◆ TASK TO COMPLETE
Update the rows below by replacing "every instance" with "all instances" wherever it occurs, leaving everything else unchanged.

(Data entries)
____

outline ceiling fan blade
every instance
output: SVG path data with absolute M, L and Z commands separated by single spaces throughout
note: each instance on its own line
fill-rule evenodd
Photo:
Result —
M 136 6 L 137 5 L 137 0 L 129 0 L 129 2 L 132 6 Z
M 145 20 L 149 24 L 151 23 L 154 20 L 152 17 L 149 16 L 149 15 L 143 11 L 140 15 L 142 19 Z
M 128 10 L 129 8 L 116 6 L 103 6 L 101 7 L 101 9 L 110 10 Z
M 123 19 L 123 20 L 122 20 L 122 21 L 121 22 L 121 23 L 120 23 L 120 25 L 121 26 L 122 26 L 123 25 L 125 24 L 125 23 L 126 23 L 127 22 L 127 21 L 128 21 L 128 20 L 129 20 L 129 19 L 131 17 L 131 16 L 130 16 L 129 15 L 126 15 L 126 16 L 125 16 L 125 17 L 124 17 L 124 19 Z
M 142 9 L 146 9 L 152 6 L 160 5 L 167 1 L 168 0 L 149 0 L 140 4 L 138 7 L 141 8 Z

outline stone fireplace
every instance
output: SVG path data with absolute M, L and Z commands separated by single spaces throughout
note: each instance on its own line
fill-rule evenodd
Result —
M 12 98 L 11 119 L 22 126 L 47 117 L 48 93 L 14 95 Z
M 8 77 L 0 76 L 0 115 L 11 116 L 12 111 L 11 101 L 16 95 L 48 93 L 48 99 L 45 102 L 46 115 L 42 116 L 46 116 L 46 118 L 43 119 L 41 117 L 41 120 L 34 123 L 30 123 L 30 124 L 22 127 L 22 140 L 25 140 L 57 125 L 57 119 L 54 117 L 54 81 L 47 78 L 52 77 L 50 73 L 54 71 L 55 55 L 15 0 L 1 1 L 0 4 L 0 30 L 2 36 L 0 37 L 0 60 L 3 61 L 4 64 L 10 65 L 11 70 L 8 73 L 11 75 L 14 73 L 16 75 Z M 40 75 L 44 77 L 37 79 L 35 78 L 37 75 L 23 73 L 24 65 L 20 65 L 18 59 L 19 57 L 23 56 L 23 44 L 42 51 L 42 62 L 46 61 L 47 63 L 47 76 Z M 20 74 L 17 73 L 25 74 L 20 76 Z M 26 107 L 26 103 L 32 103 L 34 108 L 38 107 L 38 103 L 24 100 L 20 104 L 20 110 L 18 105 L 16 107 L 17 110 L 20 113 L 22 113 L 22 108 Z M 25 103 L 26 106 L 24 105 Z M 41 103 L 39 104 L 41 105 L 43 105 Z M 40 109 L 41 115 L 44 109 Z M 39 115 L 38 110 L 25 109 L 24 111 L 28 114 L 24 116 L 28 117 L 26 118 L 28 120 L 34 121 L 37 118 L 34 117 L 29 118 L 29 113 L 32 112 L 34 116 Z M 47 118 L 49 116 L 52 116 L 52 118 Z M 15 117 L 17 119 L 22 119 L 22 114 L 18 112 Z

____

◆ EXERCISE RESULT
outline ceiling fan blade
all instances
output: SVG path data with absolute M, L and Z commands separated by single spaces throughout
note: each instance on its own line
fill-rule evenodd
Photo:
Result —
M 136 6 L 137 5 L 137 0 L 129 0 L 129 2 L 132 6 Z
M 145 20 L 149 24 L 151 23 L 154 20 L 152 17 L 149 16 L 149 15 L 143 11 L 140 15 L 142 19 Z
M 128 10 L 129 8 L 116 6 L 103 6 L 101 7 L 101 9 L 110 10 Z
M 123 19 L 123 20 L 122 20 L 122 21 L 121 22 L 121 23 L 120 23 L 120 25 L 121 26 L 122 26 L 123 25 L 125 24 L 125 23 L 126 23 L 127 22 L 127 21 L 128 21 L 128 20 L 129 20 L 129 19 L 131 17 L 131 16 L 130 16 L 129 15 L 126 15 L 126 16 L 125 16 L 125 17 L 124 17 L 124 19 Z
M 142 9 L 146 9 L 152 6 L 160 5 L 167 1 L 168 0 L 149 0 L 140 4 L 138 7 L 141 8 Z

outline stone fireplace
all instances
output: SVG path data with absolute M, L and Z commands separated by single spaces throughout
note: each instance on its own line
fill-rule evenodd
Result —
M 12 98 L 11 119 L 22 126 L 47 117 L 48 93 L 14 95 Z
M 8 77 L 0 76 L 0 115 L 11 116 L 12 111 L 11 101 L 16 95 L 48 93 L 48 99 L 45 102 L 46 115 L 42 116 L 46 116 L 46 118 L 43 119 L 41 117 L 41 120 L 34 123 L 30 123 L 30 124 L 22 127 L 22 140 L 25 140 L 57 125 L 57 119 L 54 117 L 54 81 L 47 78 L 52 77 L 50 73 L 54 71 L 55 55 L 15 0 L 1 1 L 0 4 L 0 30 L 2 36 L 0 37 L 0 60 L 3 61 L 4 64 L 10 65 L 11 70 L 8 73 L 11 75 L 14 73 L 16 75 Z M 40 75 L 44 77 L 37 79 L 35 78 L 37 75 L 23 73 L 24 65 L 20 65 L 18 59 L 19 57 L 23 56 L 23 44 L 42 51 L 42 62 L 46 61 L 47 63 L 47 76 Z M 20 74 L 17 73 L 25 74 L 20 76 Z M 26 107 L 26 103 L 32 103 L 34 108 L 38 107 L 38 103 L 24 100 L 20 104 L 20 110 L 18 105 L 16 107 L 17 110 L 20 113 L 22 113 L 22 108 Z M 25 103 L 26 106 L 24 105 Z M 41 103 L 39 104 L 41 105 L 43 105 Z M 40 109 L 41 115 L 44 109 Z M 39 115 L 38 110 L 25 109 L 24 111 L 28 114 L 24 116 L 28 117 L 26 118 L 28 120 L 34 121 L 37 118 L 34 117 L 29 118 L 29 113 L 32 112 L 34 116 Z M 47 118 L 49 116 L 52 116 L 52 118 Z M 15 117 L 17 119 L 22 119 L 22 114 L 18 112 Z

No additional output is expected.